Brasil é questionado na OEA sobre resgatada da escravidão na casa de juiz em Florianópolis
Organizações e sindicatos pediram à Comissão Interamericana de Direitos Humanos, órgão ligado à Organização dos Estados Americanos (OEA), nesta sexta (27), que o Brasil seja questionado sobre o caso de uma trabalhadora que, após ser resgatada de condições análogas às de escravo por uma equipe de fiscalização, foi levada de volta para a casa de um desembargador, em Florianópolis (SC), onde morava e trabalhava.
O Centro pela Justiça e o Direito Internacional (Cejil), a Comissão Pastoral da Terra (CPT), entre outras organizações, enviaram comunicação à Tânia Reneaum Panzi, secretária-executiva da CIDH, que fica em Washington DC, nos Estados Unidos. Segundo as entidades, houve desrespeito às política de combate à escravidão adotada no Brasil e às normas internacionais subscritas pelo país.

········

#### Objetivo:
Prossiga a notícia sobre a trabalhadora resgatada da escravidão na casa de um desembargador em Florianópolis, a partir do ponto em que ela termina. A listagem não é necessária para esta atividade.

[Itens de dados]
········

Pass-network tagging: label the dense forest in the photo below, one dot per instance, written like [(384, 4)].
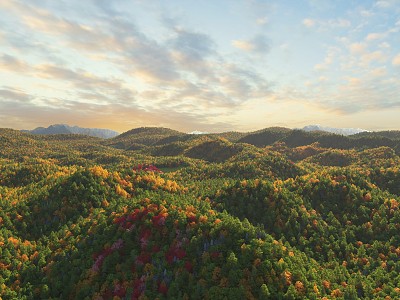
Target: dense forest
[(159, 214)]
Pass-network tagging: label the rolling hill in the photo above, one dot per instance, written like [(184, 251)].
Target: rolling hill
[(159, 214)]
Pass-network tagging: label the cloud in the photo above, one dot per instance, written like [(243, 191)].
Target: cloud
[(357, 48), (259, 44), (375, 36), (383, 4), (309, 22), (13, 95), (262, 21), (396, 60)]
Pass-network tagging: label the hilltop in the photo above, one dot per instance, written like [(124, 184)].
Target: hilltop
[(156, 213), (66, 129)]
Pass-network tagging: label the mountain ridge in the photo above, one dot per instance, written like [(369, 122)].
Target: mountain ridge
[(66, 129)]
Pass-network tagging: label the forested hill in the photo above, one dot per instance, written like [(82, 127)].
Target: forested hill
[(159, 214)]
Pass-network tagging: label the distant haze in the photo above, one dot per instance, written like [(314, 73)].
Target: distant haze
[(208, 66), (66, 129)]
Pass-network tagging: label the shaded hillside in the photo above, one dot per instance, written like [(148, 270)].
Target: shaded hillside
[(145, 136), (266, 136), (176, 216), (66, 129)]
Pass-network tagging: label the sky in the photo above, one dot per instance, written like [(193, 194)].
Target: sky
[(208, 65)]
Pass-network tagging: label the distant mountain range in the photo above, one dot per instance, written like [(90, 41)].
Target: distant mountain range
[(66, 129), (107, 133), (342, 131)]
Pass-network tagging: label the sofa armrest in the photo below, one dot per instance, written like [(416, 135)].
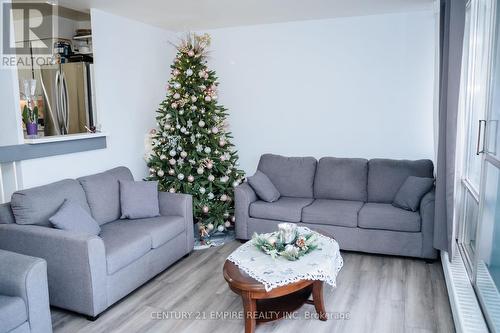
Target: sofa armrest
[(244, 195), (427, 217), (181, 205), (26, 277), (76, 264)]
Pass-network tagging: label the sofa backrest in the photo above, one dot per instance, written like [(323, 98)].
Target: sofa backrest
[(6, 215), (36, 205), (292, 176), (341, 179), (103, 193), (385, 176)]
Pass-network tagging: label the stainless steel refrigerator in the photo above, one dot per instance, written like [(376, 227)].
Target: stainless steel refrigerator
[(67, 92)]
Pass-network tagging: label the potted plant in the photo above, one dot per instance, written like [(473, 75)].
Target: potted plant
[(30, 110)]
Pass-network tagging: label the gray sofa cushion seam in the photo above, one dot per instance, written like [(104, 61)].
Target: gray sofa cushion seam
[(26, 284)]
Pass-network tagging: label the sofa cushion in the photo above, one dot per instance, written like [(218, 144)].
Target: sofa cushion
[(103, 193), (36, 205), (385, 177), (139, 200), (292, 176), (12, 313), (6, 215), (71, 216), (334, 212), (388, 217), (263, 187), (124, 244), (161, 229), (411, 192), (341, 179), (284, 209)]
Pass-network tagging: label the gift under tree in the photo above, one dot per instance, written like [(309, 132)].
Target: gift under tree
[(191, 150)]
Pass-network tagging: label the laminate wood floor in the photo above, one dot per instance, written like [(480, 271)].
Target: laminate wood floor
[(373, 294)]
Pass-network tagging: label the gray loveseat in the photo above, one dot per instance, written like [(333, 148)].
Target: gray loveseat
[(87, 273), (346, 198), (24, 298)]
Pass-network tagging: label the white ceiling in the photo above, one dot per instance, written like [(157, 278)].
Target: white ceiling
[(185, 15)]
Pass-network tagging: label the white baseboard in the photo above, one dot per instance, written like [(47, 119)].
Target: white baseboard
[(467, 314)]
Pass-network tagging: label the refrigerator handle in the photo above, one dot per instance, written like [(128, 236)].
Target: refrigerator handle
[(57, 93), (65, 97), (49, 107)]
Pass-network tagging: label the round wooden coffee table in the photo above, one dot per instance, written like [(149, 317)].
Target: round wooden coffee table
[(260, 305)]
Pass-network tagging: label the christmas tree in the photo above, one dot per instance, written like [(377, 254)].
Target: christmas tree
[(191, 150)]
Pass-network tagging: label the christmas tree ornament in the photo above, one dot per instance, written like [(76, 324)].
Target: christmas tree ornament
[(191, 124)]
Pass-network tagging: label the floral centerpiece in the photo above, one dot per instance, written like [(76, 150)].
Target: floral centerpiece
[(287, 242)]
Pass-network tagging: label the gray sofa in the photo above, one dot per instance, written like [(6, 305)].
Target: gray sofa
[(346, 198), (24, 298), (88, 273)]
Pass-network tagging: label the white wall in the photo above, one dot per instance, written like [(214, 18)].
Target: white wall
[(132, 62), (353, 87)]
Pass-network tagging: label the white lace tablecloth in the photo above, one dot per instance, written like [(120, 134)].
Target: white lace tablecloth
[(321, 264)]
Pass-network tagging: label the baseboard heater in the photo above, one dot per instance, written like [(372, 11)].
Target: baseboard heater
[(467, 314)]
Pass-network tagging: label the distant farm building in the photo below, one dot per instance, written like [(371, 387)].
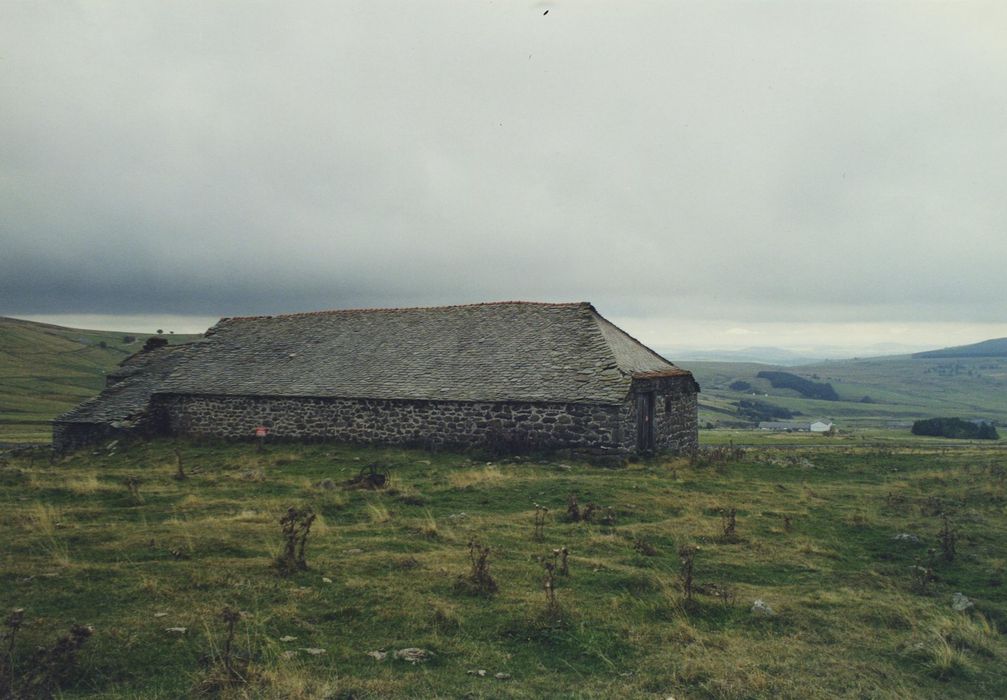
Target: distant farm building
[(797, 426), (509, 375)]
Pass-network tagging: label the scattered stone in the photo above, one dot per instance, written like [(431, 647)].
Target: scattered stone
[(414, 655), (961, 602)]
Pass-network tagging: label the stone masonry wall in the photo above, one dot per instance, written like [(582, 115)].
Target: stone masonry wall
[(676, 419), (70, 436), (509, 426)]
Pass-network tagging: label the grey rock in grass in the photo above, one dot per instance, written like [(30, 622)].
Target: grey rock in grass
[(414, 655), (961, 602)]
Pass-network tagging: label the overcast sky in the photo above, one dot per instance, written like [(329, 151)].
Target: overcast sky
[(722, 173)]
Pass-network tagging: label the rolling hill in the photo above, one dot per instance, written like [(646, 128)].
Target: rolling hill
[(987, 348), (875, 392), (45, 370)]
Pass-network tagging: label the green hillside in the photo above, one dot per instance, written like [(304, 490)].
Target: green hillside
[(987, 348), (45, 370), (877, 392)]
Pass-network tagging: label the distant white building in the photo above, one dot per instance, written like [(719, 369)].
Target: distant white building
[(795, 426)]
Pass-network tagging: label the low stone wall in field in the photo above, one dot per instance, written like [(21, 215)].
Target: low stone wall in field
[(67, 437)]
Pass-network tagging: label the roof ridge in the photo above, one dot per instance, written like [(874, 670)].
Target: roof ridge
[(621, 330), (378, 309)]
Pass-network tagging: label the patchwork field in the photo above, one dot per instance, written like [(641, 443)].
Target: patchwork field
[(842, 546), (873, 393)]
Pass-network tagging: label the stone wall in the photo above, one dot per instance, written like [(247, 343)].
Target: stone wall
[(508, 426), (70, 436), (676, 419)]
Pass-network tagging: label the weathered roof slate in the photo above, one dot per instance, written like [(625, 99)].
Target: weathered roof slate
[(134, 383), (492, 352)]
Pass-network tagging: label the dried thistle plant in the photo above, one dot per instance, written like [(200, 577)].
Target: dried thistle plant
[(296, 526)]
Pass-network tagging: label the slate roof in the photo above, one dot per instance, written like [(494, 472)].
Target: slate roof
[(130, 387), (491, 352)]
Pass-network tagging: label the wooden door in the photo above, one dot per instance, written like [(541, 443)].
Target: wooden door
[(644, 422)]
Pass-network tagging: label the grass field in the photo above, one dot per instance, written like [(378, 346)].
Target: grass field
[(900, 390), (814, 540), (45, 370)]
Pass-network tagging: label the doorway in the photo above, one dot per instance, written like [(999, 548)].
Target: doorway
[(644, 422)]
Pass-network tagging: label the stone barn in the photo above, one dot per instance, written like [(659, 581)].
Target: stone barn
[(513, 376)]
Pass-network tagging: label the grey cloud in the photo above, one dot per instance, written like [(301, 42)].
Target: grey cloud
[(772, 161)]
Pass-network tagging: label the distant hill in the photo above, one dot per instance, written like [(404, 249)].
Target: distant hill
[(45, 370), (987, 348), (874, 392)]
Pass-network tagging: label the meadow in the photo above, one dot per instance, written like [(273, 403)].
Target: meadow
[(856, 552), (46, 370)]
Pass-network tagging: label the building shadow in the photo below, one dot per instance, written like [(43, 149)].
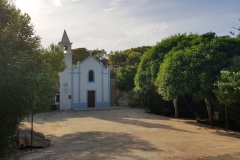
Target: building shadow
[(95, 145)]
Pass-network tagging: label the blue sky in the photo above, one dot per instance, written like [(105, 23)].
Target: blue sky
[(121, 24)]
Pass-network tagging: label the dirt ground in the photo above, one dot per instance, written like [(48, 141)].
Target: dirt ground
[(129, 134)]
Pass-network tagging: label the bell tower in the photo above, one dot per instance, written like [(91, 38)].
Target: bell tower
[(65, 77)]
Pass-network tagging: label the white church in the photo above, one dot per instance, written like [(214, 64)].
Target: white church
[(86, 85)]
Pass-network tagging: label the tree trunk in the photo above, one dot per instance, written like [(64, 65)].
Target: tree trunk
[(175, 106), (209, 110)]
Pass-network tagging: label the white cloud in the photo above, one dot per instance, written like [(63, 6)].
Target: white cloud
[(57, 3), (118, 24), (114, 4), (109, 9)]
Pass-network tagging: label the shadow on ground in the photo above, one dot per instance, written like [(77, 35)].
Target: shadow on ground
[(130, 116), (96, 145)]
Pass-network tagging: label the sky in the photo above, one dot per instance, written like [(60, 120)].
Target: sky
[(123, 24)]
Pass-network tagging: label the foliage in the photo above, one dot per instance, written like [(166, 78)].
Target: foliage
[(236, 29), (228, 88), (27, 73), (125, 78), (129, 57), (192, 68)]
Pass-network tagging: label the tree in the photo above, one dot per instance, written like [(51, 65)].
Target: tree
[(27, 73), (149, 66), (125, 78), (227, 89), (79, 54), (129, 57), (234, 33), (193, 69)]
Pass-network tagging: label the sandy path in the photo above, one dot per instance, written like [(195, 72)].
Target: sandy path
[(126, 134)]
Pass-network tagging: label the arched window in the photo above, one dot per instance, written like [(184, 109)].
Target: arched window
[(65, 48), (91, 76)]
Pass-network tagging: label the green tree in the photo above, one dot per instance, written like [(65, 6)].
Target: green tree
[(236, 29), (193, 69), (79, 54), (129, 57), (125, 78), (27, 73), (150, 64), (227, 89)]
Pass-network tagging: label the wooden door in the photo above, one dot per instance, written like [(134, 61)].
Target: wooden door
[(91, 98)]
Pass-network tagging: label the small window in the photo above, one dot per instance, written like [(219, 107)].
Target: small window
[(91, 76), (65, 48)]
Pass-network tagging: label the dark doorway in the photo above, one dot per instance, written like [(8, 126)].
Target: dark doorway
[(91, 98)]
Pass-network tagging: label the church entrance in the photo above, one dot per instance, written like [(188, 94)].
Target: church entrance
[(91, 99)]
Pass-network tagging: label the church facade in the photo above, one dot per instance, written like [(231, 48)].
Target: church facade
[(86, 85)]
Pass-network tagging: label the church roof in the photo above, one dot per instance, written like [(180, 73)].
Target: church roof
[(65, 38)]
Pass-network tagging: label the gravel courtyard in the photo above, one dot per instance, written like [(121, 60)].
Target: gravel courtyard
[(128, 134)]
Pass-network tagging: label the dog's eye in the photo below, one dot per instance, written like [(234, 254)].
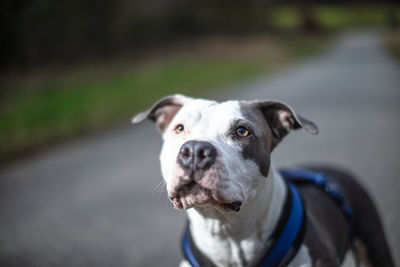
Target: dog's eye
[(179, 128), (242, 131)]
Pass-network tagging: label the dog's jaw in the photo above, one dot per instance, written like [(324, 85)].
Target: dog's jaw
[(242, 233)]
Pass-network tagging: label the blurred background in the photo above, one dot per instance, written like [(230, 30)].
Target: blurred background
[(80, 186)]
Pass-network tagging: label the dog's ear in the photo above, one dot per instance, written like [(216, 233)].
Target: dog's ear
[(163, 111), (282, 119)]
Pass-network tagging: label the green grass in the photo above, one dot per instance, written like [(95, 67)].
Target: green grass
[(392, 43), (35, 112), (334, 17)]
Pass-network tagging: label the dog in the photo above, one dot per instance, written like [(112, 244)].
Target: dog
[(217, 165)]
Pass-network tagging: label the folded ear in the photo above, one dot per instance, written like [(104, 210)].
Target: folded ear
[(282, 119), (163, 111)]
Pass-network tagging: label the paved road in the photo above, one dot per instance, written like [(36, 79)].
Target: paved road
[(98, 201)]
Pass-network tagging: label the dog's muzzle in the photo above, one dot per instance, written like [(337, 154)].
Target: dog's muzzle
[(196, 156)]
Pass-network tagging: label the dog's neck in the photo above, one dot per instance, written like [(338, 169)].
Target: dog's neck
[(238, 239)]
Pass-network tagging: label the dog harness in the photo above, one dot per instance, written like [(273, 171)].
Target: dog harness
[(288, 235)]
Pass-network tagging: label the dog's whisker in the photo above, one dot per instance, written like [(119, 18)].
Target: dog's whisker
[(160, 187)]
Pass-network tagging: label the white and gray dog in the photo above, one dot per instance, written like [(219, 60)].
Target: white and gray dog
[(216, 162)]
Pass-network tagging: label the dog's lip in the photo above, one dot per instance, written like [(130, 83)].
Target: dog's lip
[(179, 199)]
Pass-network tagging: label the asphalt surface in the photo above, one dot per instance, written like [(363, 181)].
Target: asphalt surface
[(98, 201)]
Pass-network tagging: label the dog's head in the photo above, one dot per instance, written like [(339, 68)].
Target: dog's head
[(215, 154)]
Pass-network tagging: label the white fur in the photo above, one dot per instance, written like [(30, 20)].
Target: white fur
[(227, 238)]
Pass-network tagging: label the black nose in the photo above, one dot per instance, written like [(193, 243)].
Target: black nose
[(197, 155)]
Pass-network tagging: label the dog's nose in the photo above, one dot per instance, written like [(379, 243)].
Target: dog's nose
[(197, 155)]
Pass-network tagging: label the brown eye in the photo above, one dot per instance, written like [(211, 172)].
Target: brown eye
[(179, 128), (242, 131)]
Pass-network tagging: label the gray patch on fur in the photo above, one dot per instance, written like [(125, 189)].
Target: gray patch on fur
[(257, 146)]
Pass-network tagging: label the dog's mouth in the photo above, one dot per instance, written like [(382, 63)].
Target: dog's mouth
[(193, 194)]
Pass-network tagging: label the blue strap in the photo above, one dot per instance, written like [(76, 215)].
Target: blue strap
[(283, 244), (188, 251), (319, 179), (290, 232)]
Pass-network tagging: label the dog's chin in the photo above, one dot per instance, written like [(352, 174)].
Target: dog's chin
[(194, 195)]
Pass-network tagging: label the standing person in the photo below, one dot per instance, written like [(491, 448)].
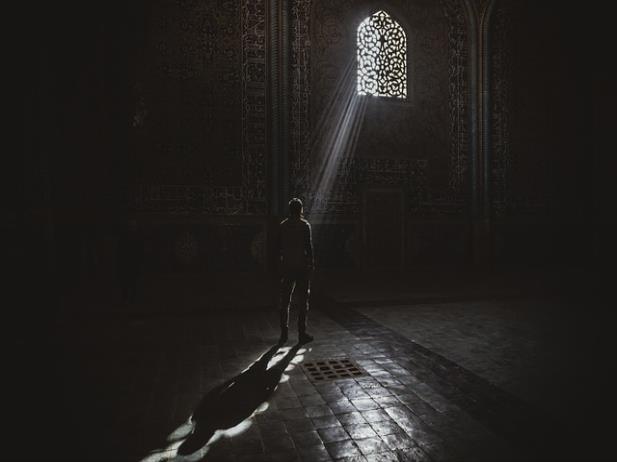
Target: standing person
[(295, 252)]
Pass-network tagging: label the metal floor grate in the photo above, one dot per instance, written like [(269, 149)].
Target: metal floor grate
[(332, 369)]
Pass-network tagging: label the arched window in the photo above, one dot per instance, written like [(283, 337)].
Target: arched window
[(382, 57)]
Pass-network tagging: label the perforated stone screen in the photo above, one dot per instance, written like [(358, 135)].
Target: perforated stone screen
[(332, 369)]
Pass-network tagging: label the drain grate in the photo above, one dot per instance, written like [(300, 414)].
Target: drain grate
[(332, 369)]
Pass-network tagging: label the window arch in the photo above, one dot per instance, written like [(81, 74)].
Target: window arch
[(382, 57)]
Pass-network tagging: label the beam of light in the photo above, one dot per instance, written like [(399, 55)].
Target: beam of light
[(335, 140)]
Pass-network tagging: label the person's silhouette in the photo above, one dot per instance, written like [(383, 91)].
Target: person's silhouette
[(230, 403), (295, 252)]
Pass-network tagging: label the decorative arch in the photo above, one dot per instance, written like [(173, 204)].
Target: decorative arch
[(382, 57)]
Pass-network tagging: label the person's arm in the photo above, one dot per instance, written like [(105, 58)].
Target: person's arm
[(308, 248), (278, 249)]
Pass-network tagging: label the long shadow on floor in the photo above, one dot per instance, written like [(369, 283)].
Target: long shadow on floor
[(228, 404)]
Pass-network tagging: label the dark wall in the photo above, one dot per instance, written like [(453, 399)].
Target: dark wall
[(418, 146), (163, 109), (542, 148)]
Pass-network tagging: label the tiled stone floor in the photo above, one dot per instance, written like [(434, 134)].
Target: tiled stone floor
[(116, 388)]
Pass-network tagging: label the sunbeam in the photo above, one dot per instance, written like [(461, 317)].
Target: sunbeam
[(335, 140)]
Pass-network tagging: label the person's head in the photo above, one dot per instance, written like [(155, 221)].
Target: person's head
[(295, 208)]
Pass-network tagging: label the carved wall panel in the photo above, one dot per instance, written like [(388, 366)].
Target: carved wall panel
[(420, 144), (203, 109)]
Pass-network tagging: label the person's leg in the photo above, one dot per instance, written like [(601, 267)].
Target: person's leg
[(286, 291), (303, 291)]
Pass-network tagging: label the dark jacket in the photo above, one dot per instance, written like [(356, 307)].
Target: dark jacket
[(295, 245)]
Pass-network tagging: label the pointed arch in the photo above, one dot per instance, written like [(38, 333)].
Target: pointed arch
[(382, 57)]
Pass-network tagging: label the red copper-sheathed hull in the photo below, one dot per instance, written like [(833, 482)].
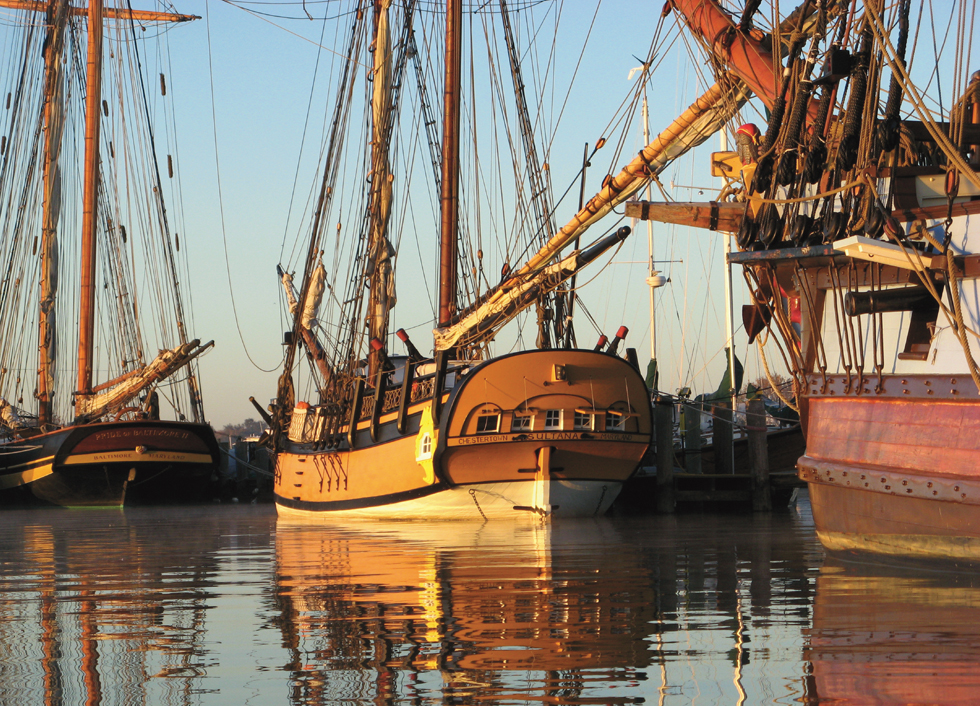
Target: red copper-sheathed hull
[(895, 476)]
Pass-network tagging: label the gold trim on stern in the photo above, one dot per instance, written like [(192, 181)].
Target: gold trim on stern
[(125, 456)]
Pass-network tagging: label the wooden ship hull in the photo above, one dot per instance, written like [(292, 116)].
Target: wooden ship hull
[(860, 247), (553, 433), (109, 464)]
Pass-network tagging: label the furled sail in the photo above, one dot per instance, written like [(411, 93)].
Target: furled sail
[(116, 398), (701, 120), (498, 310)]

········

#### Resultado do exercício:
Com aval do ministro André Mendonça, do Supremo Tribunal Federal, o desembargador do Tribunal de Justiça de Santa Catarina Jorge Luiz de Borba, flagrado pela fiscalização por manter Sônia Maria de Jesus em situação de escravidão doméstica por quase 40 anos, levou a trabalhadora de volta para a casa dele em 6 de setembro. Negra e surda, ela estava em um abrigo desde que havia sido resgatada por um grupo especial de fiscalização do poder público federal em junho.
Na época, Mendonça negou um habeas corpus impetrado pela Defensoria Pública da União (DPU) contra a decisão do ministro do Superior Tribunal de Justiça Mauro Campbell. Ambos autorizaram o desembargador e sua esposa, Ana Gayotto de Borba, a visitarem Sônia no abrigo e a levarem de volta para a residência deles, em Florianópolis (SC), caso ela demonstrasse “vontade clara e inequívoca” Diante da operação de resgate, o casal negou todas as acusações, disse que Sônia foi criada como uma filha e entrou com um ação para ser restituída ao seu convívio familiar. O argumento usado pelas autoridades para mantêla longe da família é de que o casal é investigado exatamente por escravizá-la.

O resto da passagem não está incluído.